> What is asked: Copy out every one of the records below, swapping each "drop a pin on" for "place a marker on" and leaving everything else as it is. Leave the pictures out.

** START Information provided **

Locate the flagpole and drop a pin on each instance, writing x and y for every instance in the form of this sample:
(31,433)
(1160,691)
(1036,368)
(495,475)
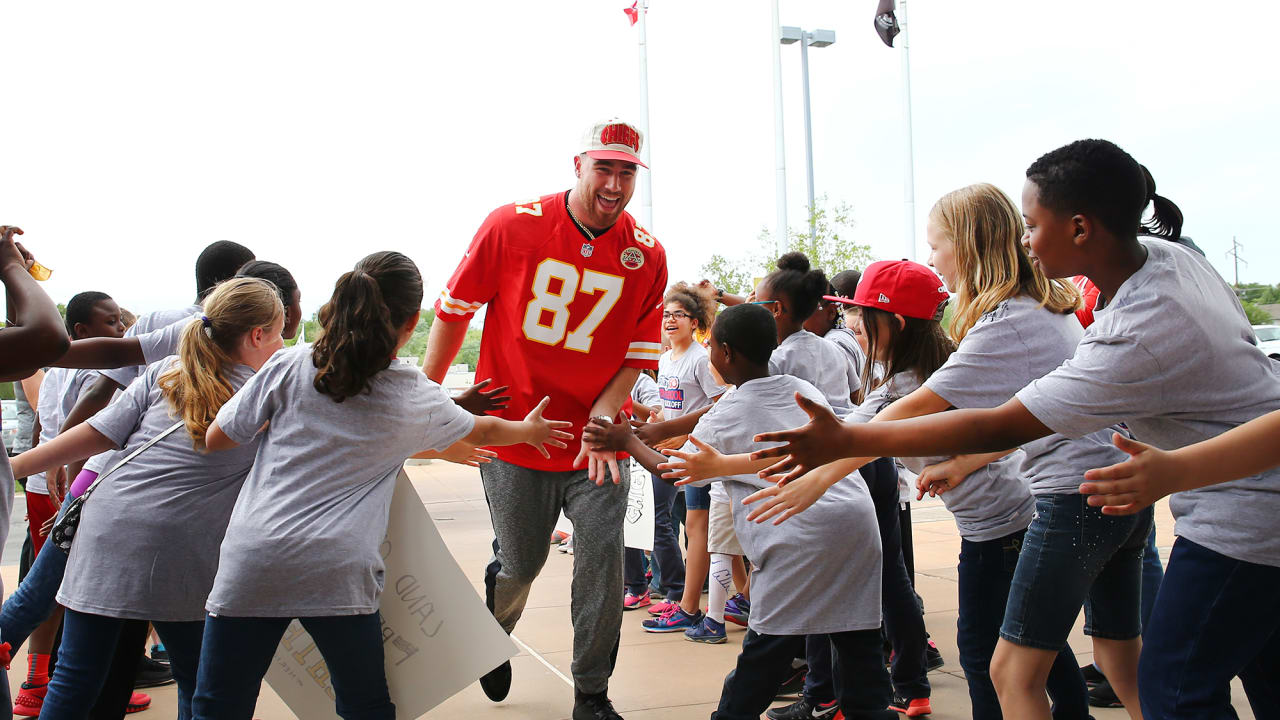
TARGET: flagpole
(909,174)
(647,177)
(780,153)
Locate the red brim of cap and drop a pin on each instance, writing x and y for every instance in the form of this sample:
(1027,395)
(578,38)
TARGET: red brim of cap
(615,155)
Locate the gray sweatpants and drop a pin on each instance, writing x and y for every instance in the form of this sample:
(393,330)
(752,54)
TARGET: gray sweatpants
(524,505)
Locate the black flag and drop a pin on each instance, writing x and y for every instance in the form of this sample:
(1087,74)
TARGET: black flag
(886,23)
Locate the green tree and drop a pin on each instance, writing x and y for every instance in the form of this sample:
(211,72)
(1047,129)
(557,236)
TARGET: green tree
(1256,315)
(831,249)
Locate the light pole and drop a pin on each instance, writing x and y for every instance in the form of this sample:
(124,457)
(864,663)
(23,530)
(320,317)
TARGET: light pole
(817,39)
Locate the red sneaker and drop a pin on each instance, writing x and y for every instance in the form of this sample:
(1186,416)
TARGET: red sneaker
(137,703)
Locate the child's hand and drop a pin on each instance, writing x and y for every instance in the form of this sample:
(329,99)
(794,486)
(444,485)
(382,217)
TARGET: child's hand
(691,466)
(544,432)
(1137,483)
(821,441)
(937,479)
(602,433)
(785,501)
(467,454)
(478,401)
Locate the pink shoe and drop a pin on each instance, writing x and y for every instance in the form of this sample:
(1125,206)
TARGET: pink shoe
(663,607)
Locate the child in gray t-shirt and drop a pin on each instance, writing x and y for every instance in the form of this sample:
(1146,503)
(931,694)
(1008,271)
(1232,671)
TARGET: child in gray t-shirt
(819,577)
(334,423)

** END Information provided **

> The answer:
Locate the flagpole and place a marker on each instance, writing x and y for every instance in the form of this sample:
(31,433)
(1160,691)
(1036,368)
(495,475)
TARGET: flagpole
(909,174)
(647,177)
(780,153)
Locate the red brim of cap and place a marker on each instance, writing x and y for every instance in the form of this sample:
(1027,395)
(578,38)
TARGET: red brim of cap
(615,155)
Locate the gray sweatpants and place a marker on each instance, writing x and y for every instance in the form of this sample:
(393,330)
(752,54)
TARGET: gray sweatpants
(524,505)
Locate the black flag and place a marker on each instance, writing x and y for every instance in the form of this sample:
(1087,74)
TARGET: black flag
(886,23)
Locate the green tree and place a marker on each instance, writing x and y for every instance in the form of this sample:
(211,72)
(1047,129)
(557,236)
TARGET: green tree
(1256,315)
(831,249)
Locate the light pole and place a marker on each instance, writing x and y for every instance in the form of this sample:
(124,457)
(864,663)
(23,530)
(320,317)
TARGET: light pole
(817,39)
Locate the red sneaker and place a marker on each instance, writing x and y for every instance in the form of this sample:
(1186,416)
TARGET: red sneaker
(137,703)
Locate the child's hand and place a marker on each instance, writing x and y for every instance in the form of this sample:
(329,99)
(794,486)
(444,485)
(382,217)
TARGET: child's hand
(691,466)
(544,432)
(1137,483)
(821,441)
(937,479)
(602,433)
(785,501)
(467,454)
(478,401)
Locate the pink shoe and place a marker on each instance, writing x and y for every instance in the form of this sample:
(1125,206)
TARGET: pink shoe
(663,607)
Locate the child in gray t-shirt and place a marker on each instance, writing x and y for every instance in the form of this sample:
(1146,503)
(931,694)
(1008,271)
(1232,671)
TARGET: child in gray t-shirt
(819,577)
(334,423)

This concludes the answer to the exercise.